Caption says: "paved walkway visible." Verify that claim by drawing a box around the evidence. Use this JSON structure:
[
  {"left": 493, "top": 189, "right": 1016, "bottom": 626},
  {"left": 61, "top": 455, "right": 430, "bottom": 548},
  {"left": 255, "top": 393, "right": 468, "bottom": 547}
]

_ _ _ _ _

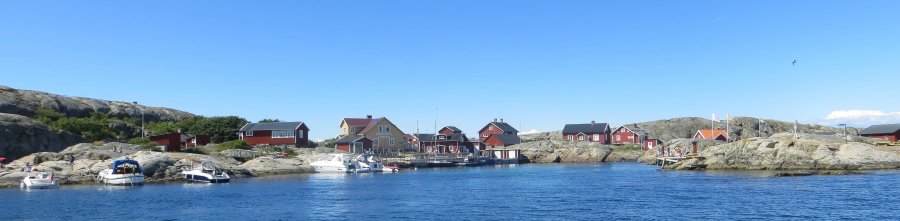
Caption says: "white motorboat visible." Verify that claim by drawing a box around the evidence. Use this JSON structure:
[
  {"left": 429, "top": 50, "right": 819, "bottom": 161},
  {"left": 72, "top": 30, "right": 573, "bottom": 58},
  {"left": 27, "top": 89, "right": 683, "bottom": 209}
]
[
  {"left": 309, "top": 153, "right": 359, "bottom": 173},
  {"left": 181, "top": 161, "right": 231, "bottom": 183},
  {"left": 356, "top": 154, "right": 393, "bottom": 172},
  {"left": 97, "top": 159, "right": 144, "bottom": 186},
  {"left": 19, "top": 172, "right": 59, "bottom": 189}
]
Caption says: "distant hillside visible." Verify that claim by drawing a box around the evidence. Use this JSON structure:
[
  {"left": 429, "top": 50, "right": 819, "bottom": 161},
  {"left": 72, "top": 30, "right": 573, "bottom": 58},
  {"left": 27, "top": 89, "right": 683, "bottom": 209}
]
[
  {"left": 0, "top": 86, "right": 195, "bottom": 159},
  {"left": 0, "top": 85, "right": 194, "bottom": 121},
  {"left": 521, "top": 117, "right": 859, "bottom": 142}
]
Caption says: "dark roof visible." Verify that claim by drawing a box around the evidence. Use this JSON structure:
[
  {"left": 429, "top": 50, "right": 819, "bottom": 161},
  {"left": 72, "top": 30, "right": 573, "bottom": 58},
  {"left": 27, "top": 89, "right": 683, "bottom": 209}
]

_ _ _ _ _

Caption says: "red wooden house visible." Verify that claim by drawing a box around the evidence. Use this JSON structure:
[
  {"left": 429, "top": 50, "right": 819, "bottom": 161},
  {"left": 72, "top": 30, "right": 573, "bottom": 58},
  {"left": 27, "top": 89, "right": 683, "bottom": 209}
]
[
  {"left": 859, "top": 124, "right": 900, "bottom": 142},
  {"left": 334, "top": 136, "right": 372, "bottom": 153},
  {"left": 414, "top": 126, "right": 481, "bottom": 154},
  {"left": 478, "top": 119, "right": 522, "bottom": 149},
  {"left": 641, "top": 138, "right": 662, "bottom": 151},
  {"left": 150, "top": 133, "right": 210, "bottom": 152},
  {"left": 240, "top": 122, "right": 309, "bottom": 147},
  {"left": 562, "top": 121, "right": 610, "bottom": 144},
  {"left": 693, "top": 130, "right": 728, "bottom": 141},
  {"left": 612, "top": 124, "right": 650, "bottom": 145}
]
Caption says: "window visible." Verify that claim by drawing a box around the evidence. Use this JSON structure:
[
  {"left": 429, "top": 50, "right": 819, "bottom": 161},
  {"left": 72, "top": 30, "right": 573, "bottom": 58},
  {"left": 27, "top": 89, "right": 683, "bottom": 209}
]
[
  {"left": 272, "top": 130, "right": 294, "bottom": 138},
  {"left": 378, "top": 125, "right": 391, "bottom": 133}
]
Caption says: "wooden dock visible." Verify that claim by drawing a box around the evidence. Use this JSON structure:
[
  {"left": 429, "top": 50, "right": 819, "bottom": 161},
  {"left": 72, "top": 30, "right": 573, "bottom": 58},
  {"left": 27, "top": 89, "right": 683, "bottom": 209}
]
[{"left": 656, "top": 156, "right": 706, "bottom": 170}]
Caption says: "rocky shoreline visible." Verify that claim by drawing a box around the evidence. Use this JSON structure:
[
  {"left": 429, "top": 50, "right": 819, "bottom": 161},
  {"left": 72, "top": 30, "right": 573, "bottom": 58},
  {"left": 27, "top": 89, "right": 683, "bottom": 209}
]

_ _ _ _ _

Written instruction: Show every line of the data above that contains the string "structure", matching case exactly.

Solved exercise:
Caption says: "paved walkway visible." Verify that claim by drawing a box around the evidence. Use this JSON structure:
Caption says: "white motorboat visible." Verify that claim by drawing a box around the evidence. Use this JSON structure:
Caption says: "distant hillside visible." Verify that claim by drawing a box around the evidence. Use this JSON structure:
Caption says: "dark roof visible." Verify that claim by drawing a box around the evidence. Use this JSON structure:
Caption says: "red wooden house visible." Verify that claim by drawing a box around the evidence. Use this JSON structure:
Caption says: "window visible." Verify that claim by drawing a box around the evidence. Use this JSON structure:
Caption says: "wooden dock visible." Verify that claim by drawing a box around the evidence. Use this JSON structure:
Caption says: "rocky shoreline visible." Verify that claim by drawing a box around the evidence. Use this JSON structure:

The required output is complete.